Entries for pointing at named objects:

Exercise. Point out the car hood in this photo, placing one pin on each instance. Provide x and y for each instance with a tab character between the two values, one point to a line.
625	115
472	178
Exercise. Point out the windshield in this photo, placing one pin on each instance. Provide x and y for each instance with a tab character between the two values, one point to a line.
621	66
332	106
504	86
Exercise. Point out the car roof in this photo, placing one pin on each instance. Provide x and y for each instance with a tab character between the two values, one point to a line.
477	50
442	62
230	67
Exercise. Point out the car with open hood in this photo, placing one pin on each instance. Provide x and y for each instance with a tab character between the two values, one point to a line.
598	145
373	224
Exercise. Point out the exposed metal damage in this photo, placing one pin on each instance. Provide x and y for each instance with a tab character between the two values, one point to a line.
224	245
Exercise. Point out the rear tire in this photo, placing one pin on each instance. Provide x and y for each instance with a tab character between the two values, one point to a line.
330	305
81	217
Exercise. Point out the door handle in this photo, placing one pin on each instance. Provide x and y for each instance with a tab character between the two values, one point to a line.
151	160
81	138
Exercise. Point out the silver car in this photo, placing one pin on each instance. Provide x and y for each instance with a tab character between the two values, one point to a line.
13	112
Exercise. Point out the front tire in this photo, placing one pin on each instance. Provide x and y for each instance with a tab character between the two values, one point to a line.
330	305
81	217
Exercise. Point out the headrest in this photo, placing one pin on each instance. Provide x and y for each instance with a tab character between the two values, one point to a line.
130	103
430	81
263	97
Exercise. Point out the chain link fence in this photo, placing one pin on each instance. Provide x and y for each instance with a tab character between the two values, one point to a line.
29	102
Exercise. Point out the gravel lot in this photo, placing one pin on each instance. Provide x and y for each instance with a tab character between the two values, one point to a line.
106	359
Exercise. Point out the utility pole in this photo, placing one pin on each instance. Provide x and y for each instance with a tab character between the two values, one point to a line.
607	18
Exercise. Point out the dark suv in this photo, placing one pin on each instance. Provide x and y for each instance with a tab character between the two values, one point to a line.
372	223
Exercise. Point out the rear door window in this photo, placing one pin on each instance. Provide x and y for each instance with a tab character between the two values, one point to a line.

◆ Task prompt
Repeat, word for word, every line from the one containing "Exercise. Point out the chain" through the end of the data, including both ends.

◆ Output for this exercise
Exercise. Point out the chain link fence in this photo, placing one pin on each instance. Provide x and y for each instance with a tab character between the two values, one point to a line.
29	102
Exercise. Point out the gravel lot in this photo, placing one pin on each instance. Provide x and y for each instance with a tab character between the two values, one point to a line.
106	359
Exercise. Point out the utility pole in this photo, placing one pin on each instance. Provide x and y for each instance with a tab character between the two values, one point to a line.
607	18
Exercise. Point out the dark suv in this photo, placing one pin on each instance. Provide x and y for each instance with a tab character between the two values, one point to a line.
372	223
Exercise. Point out the rear door window in this photo, placing one pin on each instance. Provide x and y for each instance with a tab character between the two values, one point to a line.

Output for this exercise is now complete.